● **What this task involves**:
Retype the lines of the data below that run from the line with "Locate eye above." to the line with "244, 122, 518, 310", both included, without changing anything.

++++++++++

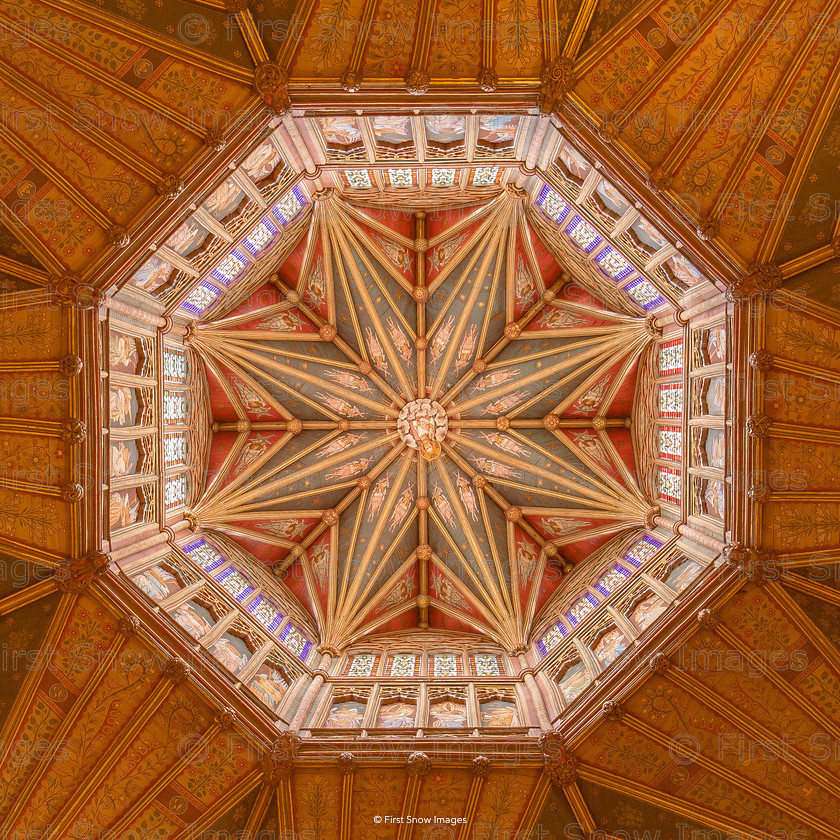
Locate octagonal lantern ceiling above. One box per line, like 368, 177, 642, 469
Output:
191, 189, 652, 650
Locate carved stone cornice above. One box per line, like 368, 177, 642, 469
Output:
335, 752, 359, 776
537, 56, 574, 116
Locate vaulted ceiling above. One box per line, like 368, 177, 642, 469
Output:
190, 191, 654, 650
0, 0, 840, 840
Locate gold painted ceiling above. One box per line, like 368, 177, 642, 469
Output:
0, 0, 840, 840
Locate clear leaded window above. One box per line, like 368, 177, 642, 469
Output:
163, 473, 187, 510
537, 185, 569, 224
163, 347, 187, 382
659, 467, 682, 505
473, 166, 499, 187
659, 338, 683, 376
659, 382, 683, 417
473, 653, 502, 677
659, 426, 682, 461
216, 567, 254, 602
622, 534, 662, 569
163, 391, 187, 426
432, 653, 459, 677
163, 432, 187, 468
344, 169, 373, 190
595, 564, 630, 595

++++++++++

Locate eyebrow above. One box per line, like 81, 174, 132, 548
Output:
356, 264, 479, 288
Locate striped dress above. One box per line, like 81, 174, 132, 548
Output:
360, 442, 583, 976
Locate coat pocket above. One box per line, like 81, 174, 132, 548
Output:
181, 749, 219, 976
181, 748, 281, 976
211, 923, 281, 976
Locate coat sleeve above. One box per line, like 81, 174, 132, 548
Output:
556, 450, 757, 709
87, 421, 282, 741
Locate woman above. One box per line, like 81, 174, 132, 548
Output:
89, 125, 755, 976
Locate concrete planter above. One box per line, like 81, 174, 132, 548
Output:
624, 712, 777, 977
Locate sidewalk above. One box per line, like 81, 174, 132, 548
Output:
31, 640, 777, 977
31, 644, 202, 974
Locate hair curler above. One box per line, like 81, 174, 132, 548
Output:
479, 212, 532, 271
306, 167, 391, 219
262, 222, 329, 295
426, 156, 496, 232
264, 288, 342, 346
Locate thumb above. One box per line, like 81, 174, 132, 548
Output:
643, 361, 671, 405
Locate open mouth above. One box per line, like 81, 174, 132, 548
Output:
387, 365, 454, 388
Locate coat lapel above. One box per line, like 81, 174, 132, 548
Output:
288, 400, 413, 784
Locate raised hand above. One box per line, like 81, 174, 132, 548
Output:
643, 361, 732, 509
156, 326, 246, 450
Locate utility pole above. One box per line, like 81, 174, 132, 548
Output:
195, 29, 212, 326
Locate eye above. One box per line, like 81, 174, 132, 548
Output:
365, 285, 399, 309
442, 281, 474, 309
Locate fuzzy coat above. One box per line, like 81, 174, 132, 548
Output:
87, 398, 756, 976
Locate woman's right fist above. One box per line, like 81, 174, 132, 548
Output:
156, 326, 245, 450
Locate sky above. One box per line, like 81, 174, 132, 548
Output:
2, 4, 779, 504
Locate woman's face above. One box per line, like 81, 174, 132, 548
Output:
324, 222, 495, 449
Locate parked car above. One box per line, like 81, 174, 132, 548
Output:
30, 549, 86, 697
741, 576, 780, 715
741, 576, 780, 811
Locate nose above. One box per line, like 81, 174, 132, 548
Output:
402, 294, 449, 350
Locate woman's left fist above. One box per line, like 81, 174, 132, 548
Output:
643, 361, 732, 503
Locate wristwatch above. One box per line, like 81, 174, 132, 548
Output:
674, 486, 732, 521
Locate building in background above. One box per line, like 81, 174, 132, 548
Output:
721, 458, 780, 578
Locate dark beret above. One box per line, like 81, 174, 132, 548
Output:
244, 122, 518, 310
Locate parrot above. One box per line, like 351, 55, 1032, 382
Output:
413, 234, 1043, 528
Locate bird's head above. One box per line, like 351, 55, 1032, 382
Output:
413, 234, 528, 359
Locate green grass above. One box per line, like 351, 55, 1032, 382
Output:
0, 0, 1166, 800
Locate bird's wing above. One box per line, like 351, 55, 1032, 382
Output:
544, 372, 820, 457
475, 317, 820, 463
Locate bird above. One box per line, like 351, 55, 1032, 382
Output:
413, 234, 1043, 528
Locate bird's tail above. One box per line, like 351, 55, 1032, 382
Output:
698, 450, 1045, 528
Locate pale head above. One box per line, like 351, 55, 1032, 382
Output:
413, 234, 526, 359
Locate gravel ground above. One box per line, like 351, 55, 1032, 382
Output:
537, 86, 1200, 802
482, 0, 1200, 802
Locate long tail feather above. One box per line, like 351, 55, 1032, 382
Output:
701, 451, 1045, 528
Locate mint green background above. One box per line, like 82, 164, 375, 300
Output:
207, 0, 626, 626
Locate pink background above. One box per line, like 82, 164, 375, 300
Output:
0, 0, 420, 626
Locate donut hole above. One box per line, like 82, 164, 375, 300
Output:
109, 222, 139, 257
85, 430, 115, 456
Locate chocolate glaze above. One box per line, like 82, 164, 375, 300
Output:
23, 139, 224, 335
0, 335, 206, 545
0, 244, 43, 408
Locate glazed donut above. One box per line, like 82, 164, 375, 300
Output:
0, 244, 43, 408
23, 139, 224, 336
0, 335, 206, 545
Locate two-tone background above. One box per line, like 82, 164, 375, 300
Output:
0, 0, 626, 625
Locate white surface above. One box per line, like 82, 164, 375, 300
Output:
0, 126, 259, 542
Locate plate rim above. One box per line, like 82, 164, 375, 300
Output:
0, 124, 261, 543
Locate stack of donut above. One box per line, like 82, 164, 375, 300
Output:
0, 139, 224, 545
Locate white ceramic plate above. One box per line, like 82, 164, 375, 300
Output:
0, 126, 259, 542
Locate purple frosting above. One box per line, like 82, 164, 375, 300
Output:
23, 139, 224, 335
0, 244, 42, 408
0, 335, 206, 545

++++++++++

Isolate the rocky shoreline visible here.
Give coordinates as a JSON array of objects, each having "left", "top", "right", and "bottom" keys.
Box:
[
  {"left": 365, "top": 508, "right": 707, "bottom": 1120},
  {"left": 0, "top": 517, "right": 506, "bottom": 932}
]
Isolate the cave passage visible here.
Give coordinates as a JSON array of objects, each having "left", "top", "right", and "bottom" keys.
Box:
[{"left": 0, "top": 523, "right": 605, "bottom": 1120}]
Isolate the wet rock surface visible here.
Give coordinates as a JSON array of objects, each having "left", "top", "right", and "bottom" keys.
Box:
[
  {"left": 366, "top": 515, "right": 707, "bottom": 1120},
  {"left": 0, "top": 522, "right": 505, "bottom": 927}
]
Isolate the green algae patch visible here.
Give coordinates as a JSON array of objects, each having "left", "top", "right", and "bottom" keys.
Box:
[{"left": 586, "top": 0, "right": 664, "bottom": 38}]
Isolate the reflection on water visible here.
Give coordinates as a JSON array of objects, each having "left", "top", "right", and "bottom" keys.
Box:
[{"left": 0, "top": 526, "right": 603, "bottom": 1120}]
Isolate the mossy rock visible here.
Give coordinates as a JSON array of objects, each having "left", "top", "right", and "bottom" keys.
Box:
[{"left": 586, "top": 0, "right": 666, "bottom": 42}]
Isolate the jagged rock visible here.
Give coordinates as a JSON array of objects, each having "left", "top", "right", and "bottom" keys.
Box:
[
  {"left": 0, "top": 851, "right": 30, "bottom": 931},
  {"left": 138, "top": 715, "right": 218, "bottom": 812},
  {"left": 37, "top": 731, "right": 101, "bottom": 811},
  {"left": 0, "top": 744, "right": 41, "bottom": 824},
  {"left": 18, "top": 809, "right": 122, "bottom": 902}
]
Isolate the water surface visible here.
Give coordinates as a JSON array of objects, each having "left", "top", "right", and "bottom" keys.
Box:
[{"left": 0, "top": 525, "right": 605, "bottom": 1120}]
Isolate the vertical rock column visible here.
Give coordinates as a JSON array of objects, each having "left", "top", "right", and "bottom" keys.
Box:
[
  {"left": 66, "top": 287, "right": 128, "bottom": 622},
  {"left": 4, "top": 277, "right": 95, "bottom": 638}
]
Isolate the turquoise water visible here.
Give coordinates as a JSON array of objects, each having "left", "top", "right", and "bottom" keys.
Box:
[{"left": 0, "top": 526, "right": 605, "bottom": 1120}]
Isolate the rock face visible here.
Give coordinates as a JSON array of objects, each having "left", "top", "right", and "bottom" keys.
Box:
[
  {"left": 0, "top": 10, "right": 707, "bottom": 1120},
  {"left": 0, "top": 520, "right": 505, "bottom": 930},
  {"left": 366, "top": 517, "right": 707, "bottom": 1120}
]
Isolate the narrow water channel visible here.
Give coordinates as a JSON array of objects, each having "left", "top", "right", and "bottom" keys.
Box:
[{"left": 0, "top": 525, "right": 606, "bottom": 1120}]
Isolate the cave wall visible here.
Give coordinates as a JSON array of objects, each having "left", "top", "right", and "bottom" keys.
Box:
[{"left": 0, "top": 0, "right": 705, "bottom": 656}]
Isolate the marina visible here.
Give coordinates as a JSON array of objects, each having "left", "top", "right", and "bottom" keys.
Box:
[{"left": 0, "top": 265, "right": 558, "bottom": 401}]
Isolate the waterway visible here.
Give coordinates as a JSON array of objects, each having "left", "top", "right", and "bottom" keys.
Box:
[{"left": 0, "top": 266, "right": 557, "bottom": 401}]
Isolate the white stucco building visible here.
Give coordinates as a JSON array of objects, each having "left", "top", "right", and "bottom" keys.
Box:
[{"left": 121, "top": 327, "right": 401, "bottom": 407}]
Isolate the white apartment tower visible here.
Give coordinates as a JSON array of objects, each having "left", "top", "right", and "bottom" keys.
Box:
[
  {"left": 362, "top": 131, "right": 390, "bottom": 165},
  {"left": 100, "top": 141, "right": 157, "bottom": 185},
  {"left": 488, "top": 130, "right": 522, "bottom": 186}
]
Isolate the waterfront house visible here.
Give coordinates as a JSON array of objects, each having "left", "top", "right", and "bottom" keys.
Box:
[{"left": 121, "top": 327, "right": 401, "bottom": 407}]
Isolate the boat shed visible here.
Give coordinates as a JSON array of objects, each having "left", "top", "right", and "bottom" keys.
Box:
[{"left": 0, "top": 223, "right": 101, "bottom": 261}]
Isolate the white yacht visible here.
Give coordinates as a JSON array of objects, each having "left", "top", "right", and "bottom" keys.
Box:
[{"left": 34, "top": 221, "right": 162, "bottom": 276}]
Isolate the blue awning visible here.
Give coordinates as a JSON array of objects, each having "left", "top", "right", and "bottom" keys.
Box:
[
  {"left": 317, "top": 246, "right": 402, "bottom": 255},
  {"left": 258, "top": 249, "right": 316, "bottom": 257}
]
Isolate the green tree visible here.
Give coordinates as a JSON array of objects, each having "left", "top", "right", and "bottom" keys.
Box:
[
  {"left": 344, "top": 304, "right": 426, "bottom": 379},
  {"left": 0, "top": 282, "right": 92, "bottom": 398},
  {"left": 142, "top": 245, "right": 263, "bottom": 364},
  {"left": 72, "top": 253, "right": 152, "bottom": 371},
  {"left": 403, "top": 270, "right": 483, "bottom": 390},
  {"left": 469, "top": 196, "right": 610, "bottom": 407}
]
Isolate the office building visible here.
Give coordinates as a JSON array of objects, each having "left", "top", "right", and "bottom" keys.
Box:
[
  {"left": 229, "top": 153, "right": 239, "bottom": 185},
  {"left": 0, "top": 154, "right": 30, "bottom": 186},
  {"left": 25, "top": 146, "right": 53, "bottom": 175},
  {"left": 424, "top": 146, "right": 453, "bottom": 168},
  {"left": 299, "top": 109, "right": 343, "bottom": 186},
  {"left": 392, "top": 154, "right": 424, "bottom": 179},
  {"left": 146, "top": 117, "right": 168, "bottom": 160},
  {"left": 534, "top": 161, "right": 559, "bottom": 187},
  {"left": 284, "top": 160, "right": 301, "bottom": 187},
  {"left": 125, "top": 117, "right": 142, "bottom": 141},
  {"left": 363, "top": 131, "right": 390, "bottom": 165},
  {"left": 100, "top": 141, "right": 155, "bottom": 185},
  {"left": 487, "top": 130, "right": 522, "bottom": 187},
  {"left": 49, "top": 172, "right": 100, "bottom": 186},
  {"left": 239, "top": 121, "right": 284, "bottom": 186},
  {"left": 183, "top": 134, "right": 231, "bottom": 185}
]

++++++++++

● **Solution to this task**:
Locate eye above. One box per line, like 81, 174, 132, 548
Output:
365, 285, 399, 309
442, 281, 474, 309
Locate fuzzy coat above. One box per line, like 81, 174, 132, 548
Output:
87, 398, 756, 976
Locate woman's right fist above. One box per line, like 81, 174, 132, 548
Output:
156, 326, 245, 450
Locate sky above. One box per line, like 81, 174, 132, 548
Output:
2, 4, 779, 504
Locate woman's face above. One box per line, like 81, 174, 132, 548
Output:
324, 222, 495, 449
Locate parked car above. One box per line, like 81, 174, 132, 548
Output:
30, 549, 86, 697
741, 576, 780, 715
741, 576, 780, 811
Locate nose above. One box per line, like 81, 174, 132, 548
Output:
402, 294, 449, 350
Locate woman's left fist above. One box per line, like 81, 174, 132, 548
Output:
643, 361, 732, 503
Locate wristwatch above. One box per line, like 81, 174, 132, 548
Output:
674, 486, 732, 521
Locate building in background above. One box per line, like 81, 174, 132, 548
Output:
721, 458, 780, 578
Locate dark beret above. One box per line, like 81, 174, 132, 548
Output:
244, 122, 518, 310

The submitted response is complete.